(Position annotation records)
------------------------------------------------------------------------

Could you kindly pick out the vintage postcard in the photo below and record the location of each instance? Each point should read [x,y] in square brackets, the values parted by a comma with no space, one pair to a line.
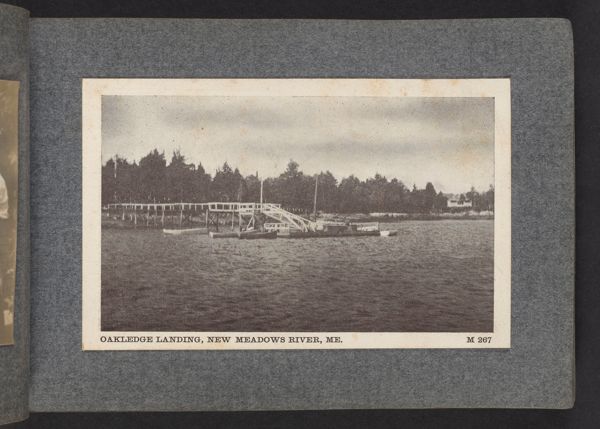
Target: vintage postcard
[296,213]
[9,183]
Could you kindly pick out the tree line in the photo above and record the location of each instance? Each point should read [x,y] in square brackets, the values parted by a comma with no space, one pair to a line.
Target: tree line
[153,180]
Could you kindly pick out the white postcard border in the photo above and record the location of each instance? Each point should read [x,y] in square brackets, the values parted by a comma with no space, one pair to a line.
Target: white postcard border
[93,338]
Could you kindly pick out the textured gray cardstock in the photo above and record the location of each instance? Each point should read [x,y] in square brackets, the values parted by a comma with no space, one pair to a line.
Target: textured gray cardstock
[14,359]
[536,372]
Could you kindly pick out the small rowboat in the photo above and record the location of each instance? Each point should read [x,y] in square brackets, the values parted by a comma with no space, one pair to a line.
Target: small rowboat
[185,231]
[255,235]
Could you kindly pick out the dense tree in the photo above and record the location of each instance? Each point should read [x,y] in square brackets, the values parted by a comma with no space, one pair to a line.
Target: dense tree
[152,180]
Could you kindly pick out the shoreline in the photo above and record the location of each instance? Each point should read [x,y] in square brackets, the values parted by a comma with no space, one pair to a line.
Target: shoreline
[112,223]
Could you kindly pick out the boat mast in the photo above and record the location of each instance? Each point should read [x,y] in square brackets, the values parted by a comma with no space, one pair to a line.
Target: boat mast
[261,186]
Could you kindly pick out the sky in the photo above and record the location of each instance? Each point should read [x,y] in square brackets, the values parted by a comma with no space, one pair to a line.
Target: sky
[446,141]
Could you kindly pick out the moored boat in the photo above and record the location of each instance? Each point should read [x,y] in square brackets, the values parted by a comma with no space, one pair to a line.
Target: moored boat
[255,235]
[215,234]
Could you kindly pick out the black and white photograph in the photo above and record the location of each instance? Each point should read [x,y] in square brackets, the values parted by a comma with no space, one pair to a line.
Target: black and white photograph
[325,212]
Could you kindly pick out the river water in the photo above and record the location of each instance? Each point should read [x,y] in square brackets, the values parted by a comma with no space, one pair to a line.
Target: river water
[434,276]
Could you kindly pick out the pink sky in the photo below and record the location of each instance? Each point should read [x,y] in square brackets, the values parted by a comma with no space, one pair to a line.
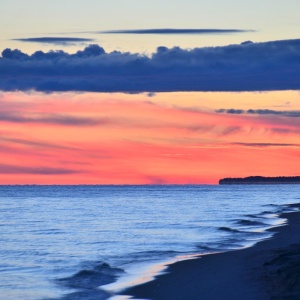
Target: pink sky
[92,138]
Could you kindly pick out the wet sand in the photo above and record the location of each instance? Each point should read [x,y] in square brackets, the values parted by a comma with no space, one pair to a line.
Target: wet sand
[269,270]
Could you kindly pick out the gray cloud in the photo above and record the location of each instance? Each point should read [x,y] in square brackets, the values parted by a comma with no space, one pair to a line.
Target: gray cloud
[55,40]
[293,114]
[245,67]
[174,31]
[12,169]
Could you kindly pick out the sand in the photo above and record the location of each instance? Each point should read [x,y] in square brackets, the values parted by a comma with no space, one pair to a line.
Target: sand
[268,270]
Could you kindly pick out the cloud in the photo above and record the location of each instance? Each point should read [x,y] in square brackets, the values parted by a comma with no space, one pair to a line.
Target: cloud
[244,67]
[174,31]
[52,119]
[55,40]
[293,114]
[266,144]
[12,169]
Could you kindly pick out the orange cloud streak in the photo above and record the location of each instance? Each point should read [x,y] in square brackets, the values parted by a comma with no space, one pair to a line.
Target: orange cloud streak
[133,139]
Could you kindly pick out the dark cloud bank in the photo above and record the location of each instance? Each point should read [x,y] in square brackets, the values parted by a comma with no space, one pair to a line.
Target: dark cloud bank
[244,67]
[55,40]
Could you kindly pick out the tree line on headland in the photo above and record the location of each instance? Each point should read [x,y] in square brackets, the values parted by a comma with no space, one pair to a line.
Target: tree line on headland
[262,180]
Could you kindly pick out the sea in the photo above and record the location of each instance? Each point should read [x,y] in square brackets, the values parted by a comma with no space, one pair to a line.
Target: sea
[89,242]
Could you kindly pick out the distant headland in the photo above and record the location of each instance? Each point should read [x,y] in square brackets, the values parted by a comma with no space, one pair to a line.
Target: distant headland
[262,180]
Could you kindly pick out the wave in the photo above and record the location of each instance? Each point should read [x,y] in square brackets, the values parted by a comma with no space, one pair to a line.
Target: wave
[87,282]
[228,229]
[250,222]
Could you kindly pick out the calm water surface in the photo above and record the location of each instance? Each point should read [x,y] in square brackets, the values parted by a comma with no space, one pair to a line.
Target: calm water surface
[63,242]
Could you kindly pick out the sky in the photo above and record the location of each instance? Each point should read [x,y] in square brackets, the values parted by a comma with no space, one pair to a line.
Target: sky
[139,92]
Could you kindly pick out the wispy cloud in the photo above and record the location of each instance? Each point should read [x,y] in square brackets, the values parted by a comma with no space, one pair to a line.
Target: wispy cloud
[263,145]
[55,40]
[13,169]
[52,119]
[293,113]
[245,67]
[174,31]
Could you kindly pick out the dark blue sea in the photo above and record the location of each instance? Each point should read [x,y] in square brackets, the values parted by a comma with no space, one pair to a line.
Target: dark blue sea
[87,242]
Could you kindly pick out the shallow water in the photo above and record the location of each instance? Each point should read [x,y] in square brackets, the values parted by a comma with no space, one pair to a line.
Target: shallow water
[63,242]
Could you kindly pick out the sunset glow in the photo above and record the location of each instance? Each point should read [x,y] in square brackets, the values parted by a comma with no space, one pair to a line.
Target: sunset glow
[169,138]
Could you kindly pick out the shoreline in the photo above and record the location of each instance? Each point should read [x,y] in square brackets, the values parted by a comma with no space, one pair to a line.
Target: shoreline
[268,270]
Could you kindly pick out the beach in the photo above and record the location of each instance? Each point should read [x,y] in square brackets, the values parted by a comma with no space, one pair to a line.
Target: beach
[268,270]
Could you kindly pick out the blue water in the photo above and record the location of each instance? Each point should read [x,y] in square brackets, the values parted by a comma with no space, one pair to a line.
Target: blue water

------------------------------------------------------------------------

Each entry shown above must be quoted exactly, with its pictures left out.

Could you kindly pick out the vintage postcard in the photo below and record the location of each instance? Each point should read [x,y] in square brackets, the values parted by a comma with no space, one pair to a line.
Target: vintage postcard
[296,213]
[9,183]
Could you kindly pick out the tree line in the photo above and record the location of each instance? Each point should read [x,y] in square brackets, the values parted by a comma with no space, one pair to a line.
Target: tree line
[153,180]
Could you kindly pick out the white postcard border in the photo above and record the location of each instance? Each point should read [x,y] in square brackets, the values parted by a comma with no space, one pair to a line.
Target: white postcard border
[93,338]
Could you kindly pick out the textured gray cardstock in the photo above and record the location of each instance? Each point should read [x,y] in square brackets, the values parted by a comma with no space, one pair to a line.
Target: textured gray cardstock
[14,359]
[536,372]
Could you kindly pick out the small rowboat in the photo above and record the location of each instance? Each point should read [x,y] in square brackets, the values parted by a comma with no space, one pair to a line.
Target: small rowboat
[185,231]
[255,235]
Could you kindly pick out the dense tree in the photo above and record the location of each instance? Each point should read [x,y] in square brackets, the values parted by a comma with no space, one pair to a line.
Target: dense tree
[152,180]
Could you kindly pick out the shoreline in the photo above and record the location of each instance? Each point should read [x,y] in square brackets, the values parted by a comma with no space, one pair to a line.
Target: shoreline
[112,223]
Could you kindly pick out the boat mast in the photo above and record the location of each instance? Each point should read [x,y] in square brackets, the values parted by a comma with no space, one pair to a line.
Target: boat mast
[261,186]
Could you kindly pick out the sky in the photo above and record the location of each instance? Each point should read [x,y] in square brackets, the values parted by a comma with no space, one pair to a line.
Target: sky
[446,141]
Could you kindly pick out the moored boat in the photo above and record the location of each instance? Each point should read [x,y] in square brackets, the values parted by a comma with no space, one pair to a line.
Target: moored boat
[255,235]
[215,234]
Could you kindly pick out the black and white photograph in the photo above and record the location of each instance? Each point should read [x,y] in square brackets, the values parted by a comma with no space, one pair to a line.
Target: black and white photograph
[325,212]
Could you kindly pick out the river water in the photo above and record the location of each instance? Each point should read [x,y] in square brackets, the values parted by a comma with no space, one pair to a line.
Target: river water
[434,276]
Could you kindly pick out the pink sky in the photo below and record the location of each instance? Each point should read [x,y] in square brackets, the values parted by a comma with no space, one pair to a line.
Target: pink sky
[92,138]
Could you kindly pick out the wet sand in the photo above and record the location of each instance? Each point should read [x,y] in square brackets, the values parted by a comma with no space, one pair to a line.
Target: wet sand
[269,270]
Could you kindly pick out the gray cloud in the photo above and record the location of each instance? Each point should read [x,y] in square brackets, the values parted by a comma with no space, one pair to a line.
Target: gray cloud
[55,40]
[293,114]
[245,67]
[174,31]
[12,169]
Could you kindly pick out the sand in the photo above and record the location of each instance? Each point should read [x,y] in square brackets, the values parted by a comma with no space, one pair to a line.
Target: sand
[268,270]
Could you kindly pick out the cloud in the photo above and record the location of each instance? Each point should read [x,y] in square brackets, the values parted by a comma with no space, one pair to a line.
Target: cloud
[244,67]
[174,31]
[52,119]
[55,40]
[293,114]
[266,144]
[12,169]
Could you kindly pick out the orange cloud streak in the photo above and record the location of each instance? Each point should read [x,y] in square brackets, the values parted by a comma with no space, one pair to a line.
Target: orange cloud streak
[133,139]
Could you kindly pick out the dark cloud bank in the photo above and record the location of each instance? Each point should read [x,y] in square brackets, the values parted by a comma with no space, one pair to a line.
Target: dark cloud bank
[244,67]
[55,40]
Could you kindly pick out the tree line on headland in the photo above and record the location of each instance? Each point should read [x,y] in square brackets, the values parted by a comma with no space, one pair to a line.
Target: tree line on headland
[262,180]
Could you kindly pick out the sea in the photo above and record the location of each instance? Each point should read [x,y] in square brackets, the values parted by a comma with no space, one pair to a line.
Target: sea
[89,242]
Could you kindly pick out the distant headland in the photo above and record the location of each instance? Each point should read [x,y] in square brackets, the values parted by a comma with no space, one pair to a line.
Target: distant headland
[262,180]
Could you kindly pick out the wave in the photo above and record the location of each instance? Each point should read [x,y] in square brackets, the values parted by a comma with no space, one pair to a line.
Target: wave
[87,282]
[228,229]
[250,222]
Could you kindly pick out the calm water surface in the photo above and record the location of each instance? Each point should read [x,y] in square brackets, the values parted by a comma with no space, one pair to a line.
Target: calm water surface
[63,242]
Could you kindly pick out the sky in the photo above and record the location of each instance? Each point should read [x,y] in square brackets, the values parted by a comma with no space, one pair to a line.
Target: sky
[139,92]
Could you kindly pick out the wispy cloud in the photo above and record the location of each instance? Each point should read [x,y] in square brackets, the values parted by a comma with no space, one pair to a line.
Target: wispy cloud
[263,145]
[55,40]
[13,169]
[52,119]
[293,113]
[245,67]
[174,31]
Could you kindly pick out the dark blue sea in the photo above and record the location of each instance? Each point should read [x,y] in square brackets, the values parted by a comma with no space, one pair to a line.
Target: dark blue sea
[87,242]
Could you kindly pick out the shallow water in the photo above and record the location of each instance? Each point should read [x,y] in square brackets, the values parted by a comma with no space, one pair to a line.
Target: shallow water
[63,242]
Could you kindly pick out the sunset glow in the photo above and record the location of each instance? Each point should read [x,y] in square brackets, the values parted by a comma with no space, one pair to a line.
Target: sunset glow
[169,138]
Could you kindly pick out the shoreline in the photo above and record the location of each instance? Each point should read [x,y] in square brackets, the values parted by a comma with no space, one pair to a line.
Target: shoreline
[268,270]
Could you kindly pick out the beach in the photo above and record the location of each instance? Each point should read [x,y] in square brackets, the values parted by a comma with no space, one pair to a line.
Target: beach
[268,270]
Could you kindly pick out the blue water in the photo above and record the location of each instance? Each point should read [x,y] in square brackets, the values parted by a comma with no space, one pair to a line.
Target: blue water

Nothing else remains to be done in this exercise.